◆ **QUOTED PASSAGE**
★ ★ ★ ★ ★ ★ ★
Read The New Penguin History of the World Online
Authors: J. M. Roberts,Odd Arne Westad
More cash crops for growing markets gradually changed the self-sufficient manor into a unit producing for sale. Its markets were to be found in towns which grew steadily between 1100 and 1300; urban population increased faster than rural. This is a complicated phenomenon. The new town life was in part a revival going hand in hand with the revival of trade, in part a reflection of growing population. It is a chicken-and-egg business to decide which came first. A few new towns grew up around a castle or a monastery. Sometimes this led to the establishment of a market. Many new towns, especially in Germany, were deliberately settled as colonies. On the whole, long-established towns grew bigger – Paris may
have had about 80,000 inhabitants in 1340 and Venice, Florence and Genoa were probably comparable – but few were so big. Fourteenth-century Germany had only fifteen towns of more than 10,000 inhabitants, and London, with about 35,000 was then by far the biggest English city. Of the great medieval towns, only those in the south had been important Roman centres (though many in the north, of course, had like London, Roman nuclei). New cities tended to be linked distinctively to economic possibilities. They were markets, or lay on great trade routes such as the Meuse and Rhine, or were grouped in an area of specialized production such as Flanders, where already in the late twelfth century Ypres, Arras and Ghent were famous as textile towns, or Tuscany, another cloth-producing, cloth-finishing region. Wine was one of the first agricultural commodities to loom large in international trade and this underpinned the early growth of Bordeaux. Ports often became the metropolitan centres of maritime regions, as did Genoa and Bruges.
★ ★ ★ ★ ★ ★ ★
◆ **TO DO**
[1] Express the records from their start through the line containing "rough mask: <svg" as a JSON list of strings, one string per line, with blank lines omitted.
[2] Continue the passage on the growth of medieval towns and trade from its last sentence.
The history passage and the records are unrelated material.
★ ★ ★ ★ ★ ★ ★
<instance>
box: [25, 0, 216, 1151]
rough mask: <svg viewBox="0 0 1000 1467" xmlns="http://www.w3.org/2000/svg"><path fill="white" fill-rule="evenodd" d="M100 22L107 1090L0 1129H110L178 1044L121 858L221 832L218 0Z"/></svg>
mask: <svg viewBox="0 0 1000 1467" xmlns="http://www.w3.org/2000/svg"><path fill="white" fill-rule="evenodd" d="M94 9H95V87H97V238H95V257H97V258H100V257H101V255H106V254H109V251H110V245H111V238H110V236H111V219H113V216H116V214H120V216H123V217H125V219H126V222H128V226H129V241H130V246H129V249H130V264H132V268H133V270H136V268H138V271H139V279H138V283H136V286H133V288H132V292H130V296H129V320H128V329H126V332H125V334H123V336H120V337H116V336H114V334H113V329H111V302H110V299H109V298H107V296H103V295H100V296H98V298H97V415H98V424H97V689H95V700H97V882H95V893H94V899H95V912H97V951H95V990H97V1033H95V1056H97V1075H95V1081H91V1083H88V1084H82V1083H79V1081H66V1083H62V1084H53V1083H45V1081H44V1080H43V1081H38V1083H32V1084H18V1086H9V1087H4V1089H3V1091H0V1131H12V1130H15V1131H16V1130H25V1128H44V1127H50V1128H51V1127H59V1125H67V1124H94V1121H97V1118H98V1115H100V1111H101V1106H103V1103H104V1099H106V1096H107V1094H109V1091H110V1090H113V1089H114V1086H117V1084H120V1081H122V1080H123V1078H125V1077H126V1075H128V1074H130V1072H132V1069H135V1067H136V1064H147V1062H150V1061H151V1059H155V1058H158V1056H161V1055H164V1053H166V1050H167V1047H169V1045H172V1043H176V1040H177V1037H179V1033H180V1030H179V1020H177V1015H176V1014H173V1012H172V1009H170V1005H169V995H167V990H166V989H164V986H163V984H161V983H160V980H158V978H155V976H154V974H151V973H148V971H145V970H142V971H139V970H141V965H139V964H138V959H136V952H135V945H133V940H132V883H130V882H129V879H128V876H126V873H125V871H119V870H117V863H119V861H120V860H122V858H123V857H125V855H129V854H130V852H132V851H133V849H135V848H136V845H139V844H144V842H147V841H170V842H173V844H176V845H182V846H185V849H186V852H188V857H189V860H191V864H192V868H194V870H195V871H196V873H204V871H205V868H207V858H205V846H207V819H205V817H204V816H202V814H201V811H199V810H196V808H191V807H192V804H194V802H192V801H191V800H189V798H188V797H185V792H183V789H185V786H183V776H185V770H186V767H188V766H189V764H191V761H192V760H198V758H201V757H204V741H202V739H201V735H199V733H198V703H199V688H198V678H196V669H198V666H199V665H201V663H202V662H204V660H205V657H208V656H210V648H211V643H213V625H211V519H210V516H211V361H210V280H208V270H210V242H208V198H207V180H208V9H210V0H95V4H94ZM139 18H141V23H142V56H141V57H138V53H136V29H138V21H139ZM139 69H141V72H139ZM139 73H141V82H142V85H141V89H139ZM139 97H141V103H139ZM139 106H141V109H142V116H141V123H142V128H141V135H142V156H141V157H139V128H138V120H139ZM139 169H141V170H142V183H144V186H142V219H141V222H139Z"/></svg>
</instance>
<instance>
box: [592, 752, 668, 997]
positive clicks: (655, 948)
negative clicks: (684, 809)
★ ★ ★ ★ ★ ★ ★
◆ **REPLIES**
[1]
[
  "<instance>",
  "box: [25, 0, 216, 1151]",
  "rough mask: <svg viewBox=\"0 0 1000 1467\" xmlns=\"http://www.w3.org/2000/svg\"><path fill=\"white\" fill-rule=\"evenodd\" d=\"M100 22L107 1090L0 1129H110L178 1044L121 858L221 832L218 0Z\"/></svg>"
]

[2]
The commercial revival was most conspicuous in Italy, where trade with the outside world was resumed, above all, by Venice. In that great commercial centre banking for the first time separated itself from the changing of money. By the middle of the twelfth century, whatever the current state of politics, Europeans enjoyed continuing trade not only with Byzantium but with the Arab Mediterranean. Beyond those limits, an even wider world was involved. In the early fourteenth century trans-Saharan gold from Mali relieved a bullion shortage in Europe. By then, Italian merchants had long been at work in central Asia and China. They sold slaves from Germany and central Europe to the Arabs of Africa and the Levant. They bought Flemish and English cloth and took it to Constantinople and the Black Sea. In the thirteenth century the first voyage was made from Italy to Bruges; before this the Rhine, Rhône and overland routes had been used. Roads were built across Alpine passes. Trade fed on trade and the northern European fairs drew other merchants from the north-east. The German towns of the Hanse, the league which controlled the Baltic, provided a new outlet for the textiles of the West and the spices of the East. But transport costs on land were always high; to move goods from Cracow to Venice quadroupled their price.
In such ways, European economic geography was revolutionized. In Flanders and the Low Countries economic revival soon began to generate a population big enough to stimulate new agricultural innovation. Everywhere, towns which could escape from the cramping monopolies of the earliest manufacturing centres enjoyed the most rapid new prosperity. One visible result was a great wave of building. It was not only a matter of the houses and guildhalls of newly prosperous cities; it left a glorious legacy
in Europe’s churches, not just in the great cathedrals, but in scores of magnificent parish churches of little English towns.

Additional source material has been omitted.